• _Work task_
In this exercise, return only the lines that run from the line with "Would you mind spotting the hillside" to the end of the entries below, both included. Pictures are not copied.

Start of Block

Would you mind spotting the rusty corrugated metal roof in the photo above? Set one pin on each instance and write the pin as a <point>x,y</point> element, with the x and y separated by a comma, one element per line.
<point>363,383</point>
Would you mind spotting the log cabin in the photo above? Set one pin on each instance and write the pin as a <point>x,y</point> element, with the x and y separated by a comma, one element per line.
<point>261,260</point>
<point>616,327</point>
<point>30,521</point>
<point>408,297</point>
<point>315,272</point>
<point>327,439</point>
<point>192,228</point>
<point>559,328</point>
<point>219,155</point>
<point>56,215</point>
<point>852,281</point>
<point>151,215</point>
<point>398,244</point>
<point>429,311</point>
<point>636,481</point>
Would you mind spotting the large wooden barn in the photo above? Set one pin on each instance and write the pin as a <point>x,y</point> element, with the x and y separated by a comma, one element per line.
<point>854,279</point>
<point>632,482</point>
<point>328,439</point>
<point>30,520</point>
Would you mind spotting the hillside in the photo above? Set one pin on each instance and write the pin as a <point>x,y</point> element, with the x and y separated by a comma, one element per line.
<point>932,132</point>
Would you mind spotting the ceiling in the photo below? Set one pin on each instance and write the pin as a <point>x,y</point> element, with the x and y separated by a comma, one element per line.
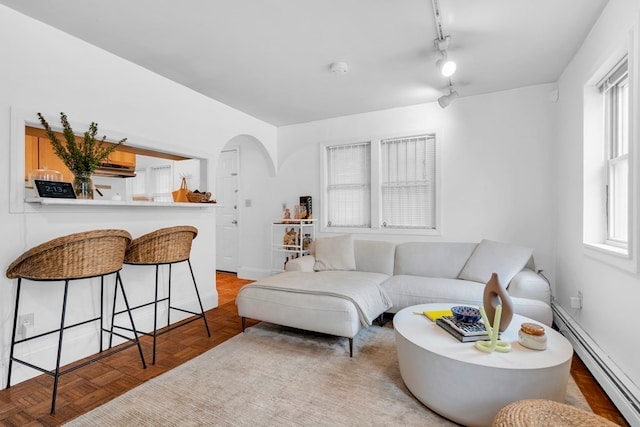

End of Block

• _Written solution_
Would you mind spotting the hillside in the photo above? Set one pin on each instance and write the pin as a <point>x,y</point> element, with the x and y separated by a comma, one element per line.
<point>932,132</point>
Would you mind spotting the ceiling in the photo below? Set one pin on each instance and write the pin as a <point>x,y</point> element, with the x and y separated by a comma, one element per line.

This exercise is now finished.